## WORK TO BE COMPLETED:
Only the lines in the entries below from the line with "Tag the paving" to the line with "Target: paving brick pattern", both included, belong in the answer, transcribed exactly and without pictures.

RECORD SET START

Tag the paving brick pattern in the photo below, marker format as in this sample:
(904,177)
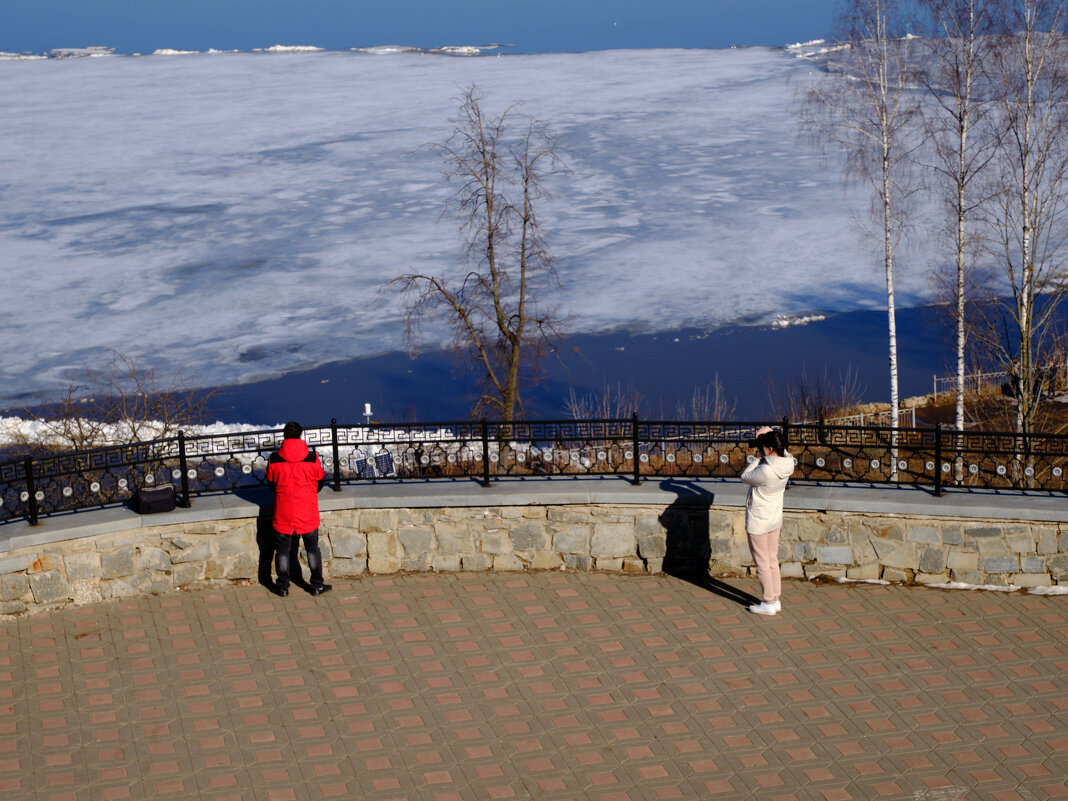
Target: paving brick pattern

RECORD SET END
RECORD SET START

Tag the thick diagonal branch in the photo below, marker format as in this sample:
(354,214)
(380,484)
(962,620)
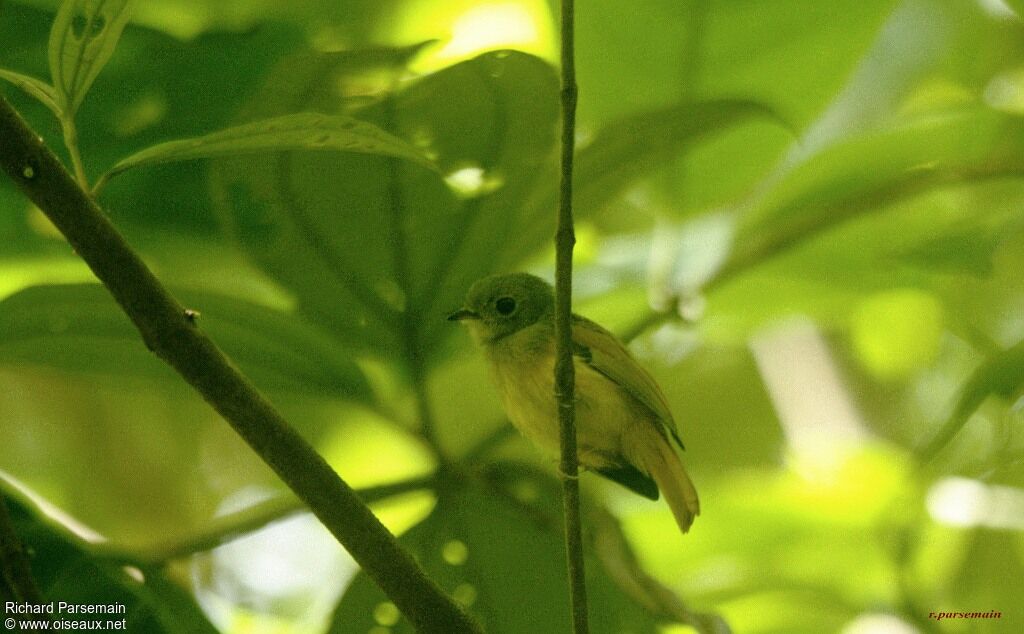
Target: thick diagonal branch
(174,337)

RECORD SET END
RECORD SET START

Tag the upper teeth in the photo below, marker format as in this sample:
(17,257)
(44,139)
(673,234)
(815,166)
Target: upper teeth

RECORD SET END

## RESPONSE BELOW:
Tag the paving brick pattern in the photo below, marker format as in this sample:
(904,177)
Target: paving brick pattern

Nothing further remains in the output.